QUOTED PASSAGE »
==================================================

8. A recording medium discriminating device as claimed in claim 7, wherein the recording medium is a recording medium usable for recording image informations with the aid of an ink jet recording apparatus.

9. A recording medium discriminating device as claimed in claim 7, wherein said measuring means includes at least one light emitting means and at least one photoelectric transducer.

10. A recording medium discriminating device as claimed in claim 9, wherein at least one of said light emitting means and said photoelectric transducer includes a light collecting optical system of which focus is located on the surface of the recording medium.

11. A recording medium discriminating device as claimed in claim 10, further including means for allowing at least one vector among a light source vector between said light emitting means and the focus and a visual line vector between said photoelectric transducer and the focus to be changed.

12. A recording medium discriminating device as claimed in claim 9, wherein each of said light emitting means and said photoelectric transducer is constructed of a semiconductor element.

13. An ink jet recording apparatus, comprising:

a carriage having recording means adapted to output image information by ejecting ink droplets to a recording medium mounted thereon, said carriage serving to displace said recording means in the main scanning direction; and

conveying means for conveying said the recording medium in the auxiliary scanning direction, wherein

said ink jet recording apparatus includes a recording medium discriminating device having measuring means for detecting reflected light from one point on a surface of the recording medium at three or more different detecting positions and measuring a multi-directional reflection coefficient function on the surface of the recording medium, and judging means for judging the kind of recording medium based on the results of measuring said multi-directional reflection coefficient function.

14. An ink jet recording apparatus as claimed in claim 13, wherein said measuring means includes at least one light emitting member and at least one photoelectric transducer, and at least one of said light emitting member and said photoelectric transducer includes a light collecting optical system of which focus is situated on the recording medium.

15. An ink jet recording apparatus as claimed in claim 14, further including means for allowing at least one vector among a light source vector between said light emitting member and the focus and a visual line vector between said photoelectric transducer and the focus to be changed.

16. An ink jet recording apparatus as claimed in claim 14, wherein each of said light emitting member and said photoelectric transducer is constructed of a semiconductor element.

17. An ink jet recording apparatus as claimed in claim 13, further including means for controlling a recording operation to be performed based on data outputted from said recording medium discriminating device and for controlling conveyance of said recording medium with the aid of said conveying means.

18. An ink jet recording apparatus as claimed in claim 13, wherein the recording medium discriminating device is displaced in the main scanning direction as said recording means is displaced.

19. An ink jet recording apparatus as claimed in claim 13, said recording means including a thermoelectric transducer for generating energy for ejecting ink droplets therefrom.

==================================================

SHORT TASK 1 » According to claim 13 of the patent claims, how does the ink jet recording apparatus judge the kind of recording medium? Answer in one to three sentences.
SHORT TASK 2 » Transcribe the patent claims, everything from "19. An ink jet" down to "ink droplets therefrom.".
SHORT TASK 3 » Write the next part of the patent claims, picking up after the last claim shown.
The items that follow have no connection to the patent claims above.

==================================================

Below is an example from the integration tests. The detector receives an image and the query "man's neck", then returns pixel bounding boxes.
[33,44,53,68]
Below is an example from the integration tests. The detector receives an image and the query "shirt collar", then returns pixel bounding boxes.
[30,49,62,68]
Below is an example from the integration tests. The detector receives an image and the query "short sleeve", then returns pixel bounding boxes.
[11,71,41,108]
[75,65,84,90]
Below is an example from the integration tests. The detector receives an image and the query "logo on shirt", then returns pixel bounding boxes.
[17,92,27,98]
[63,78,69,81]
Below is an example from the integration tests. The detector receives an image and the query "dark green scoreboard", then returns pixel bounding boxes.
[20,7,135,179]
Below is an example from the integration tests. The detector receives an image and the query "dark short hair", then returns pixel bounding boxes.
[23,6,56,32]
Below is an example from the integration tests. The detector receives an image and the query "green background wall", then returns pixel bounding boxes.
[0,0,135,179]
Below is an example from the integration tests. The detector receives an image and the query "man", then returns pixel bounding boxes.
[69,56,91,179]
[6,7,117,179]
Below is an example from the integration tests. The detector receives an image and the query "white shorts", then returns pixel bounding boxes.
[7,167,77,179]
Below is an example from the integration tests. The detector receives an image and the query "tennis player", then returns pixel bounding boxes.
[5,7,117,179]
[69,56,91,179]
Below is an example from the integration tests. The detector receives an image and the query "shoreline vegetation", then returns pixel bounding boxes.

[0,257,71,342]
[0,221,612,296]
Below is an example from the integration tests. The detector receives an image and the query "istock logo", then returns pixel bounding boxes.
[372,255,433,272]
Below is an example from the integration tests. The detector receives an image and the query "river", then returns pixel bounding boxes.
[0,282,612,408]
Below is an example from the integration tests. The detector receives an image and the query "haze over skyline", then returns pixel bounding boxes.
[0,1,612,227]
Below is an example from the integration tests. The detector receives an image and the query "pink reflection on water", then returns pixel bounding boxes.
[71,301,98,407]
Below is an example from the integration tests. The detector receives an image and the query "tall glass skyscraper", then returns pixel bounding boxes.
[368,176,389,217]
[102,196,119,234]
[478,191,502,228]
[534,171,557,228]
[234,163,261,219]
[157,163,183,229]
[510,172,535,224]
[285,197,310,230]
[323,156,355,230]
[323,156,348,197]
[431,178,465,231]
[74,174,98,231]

==================================================

REPLY 1 » The judging means decides the kind of recording medium from the results of measuring a multi-directional reflection coefficient function on its surface. The measuring means obtains this function by detecting reflected light from one point on the surface at three or more different detecting positions.

REPLY 2 »
19. An ink jet recording apparatus as claimed in claim 13, said recording means including a thermoelectric transducer for generating energy for ejecting ink droplets therefrom.

REPLY 3 »
20. An ink jet recording apparatus including a carriage adapted to output image information by ejecting ink droplets to a recording medium mounted thereon, said carriage serving to displace the recording medium in the main scanning direction and convey the recording medium in the auxiliary direction,

said ink jet recording apparatus including a recording medium discriminating device having measuring means for detecting reflecting light from one point on a surface of the recording medium at three or more different detecting positions and measuring a multi-directional reflection coefficient function on the surface of the recording medium based on the detected results and a plurality of spectral sensitivity properties, and judging means for judging the kind of recording medium based on the results of measuring said multi-directional reflection coefficient function.

21. An ink jet recording apparatus as claimed in claim 20, wherein in said measuring means includes at least one light emitting member and at least one photoelectric transducer, and at least one of said light emitting member and said photoelectric transducer includes a light collecting optical system of which focus is situated on the recording medium.

22. An ink jet recording apparatus as claimed in claim 21, further including means for allowing at least one vector among an optical source vector between said light emitting member and the focus and a visual vector between said photoelectric transducer and the focus to be changed.

23. An ink jet recording apparatus as claimed in claim 21, wherein each of said light emitting means and said photoelectric transducer is constructed of a semiconductor element.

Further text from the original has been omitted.